Which lines below contain "instance"? Copy every one of them.
------------------------------------------------
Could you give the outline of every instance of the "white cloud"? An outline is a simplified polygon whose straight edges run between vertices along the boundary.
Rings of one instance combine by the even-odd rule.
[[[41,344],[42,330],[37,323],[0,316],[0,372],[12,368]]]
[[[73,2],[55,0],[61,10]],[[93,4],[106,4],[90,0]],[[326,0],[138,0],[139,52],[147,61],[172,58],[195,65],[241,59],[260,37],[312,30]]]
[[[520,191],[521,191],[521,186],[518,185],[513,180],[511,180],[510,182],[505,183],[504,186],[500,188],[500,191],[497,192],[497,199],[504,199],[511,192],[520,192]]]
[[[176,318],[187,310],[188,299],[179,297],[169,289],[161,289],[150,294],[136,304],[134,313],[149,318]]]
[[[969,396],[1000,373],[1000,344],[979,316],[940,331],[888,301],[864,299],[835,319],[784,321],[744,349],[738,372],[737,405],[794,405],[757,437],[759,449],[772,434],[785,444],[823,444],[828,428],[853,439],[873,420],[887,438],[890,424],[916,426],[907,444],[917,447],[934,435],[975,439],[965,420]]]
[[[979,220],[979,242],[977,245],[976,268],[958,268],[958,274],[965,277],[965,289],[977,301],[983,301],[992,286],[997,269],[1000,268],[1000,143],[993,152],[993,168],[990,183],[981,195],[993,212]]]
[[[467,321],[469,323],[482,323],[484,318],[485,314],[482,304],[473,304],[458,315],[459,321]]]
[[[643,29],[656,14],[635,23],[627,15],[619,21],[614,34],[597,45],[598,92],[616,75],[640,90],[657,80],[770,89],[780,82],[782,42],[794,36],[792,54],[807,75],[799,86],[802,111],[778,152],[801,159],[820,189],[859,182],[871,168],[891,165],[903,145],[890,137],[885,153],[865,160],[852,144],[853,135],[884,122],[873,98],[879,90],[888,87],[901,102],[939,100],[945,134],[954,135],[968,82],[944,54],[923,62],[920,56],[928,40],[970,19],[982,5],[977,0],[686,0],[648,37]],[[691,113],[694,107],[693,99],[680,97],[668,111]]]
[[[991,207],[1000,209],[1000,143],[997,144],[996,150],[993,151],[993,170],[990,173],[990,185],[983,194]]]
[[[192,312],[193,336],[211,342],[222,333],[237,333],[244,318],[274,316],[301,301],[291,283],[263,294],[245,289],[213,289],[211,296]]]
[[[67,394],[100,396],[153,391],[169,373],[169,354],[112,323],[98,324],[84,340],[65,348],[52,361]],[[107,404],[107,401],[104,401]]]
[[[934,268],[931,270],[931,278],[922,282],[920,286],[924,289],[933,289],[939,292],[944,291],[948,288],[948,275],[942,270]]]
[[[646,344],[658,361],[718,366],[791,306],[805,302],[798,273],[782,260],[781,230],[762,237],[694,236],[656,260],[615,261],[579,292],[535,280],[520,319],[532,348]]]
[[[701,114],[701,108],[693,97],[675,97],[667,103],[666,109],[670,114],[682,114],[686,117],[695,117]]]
------------------------------------------------
> [COMPLETED EXERCISE]:
Could you give the outline of every instance of the "white cloud"? An outline is a simplified polygon whose straight edges run between vertices along the boundary.
Rings of one instance combine by the even-odd rule.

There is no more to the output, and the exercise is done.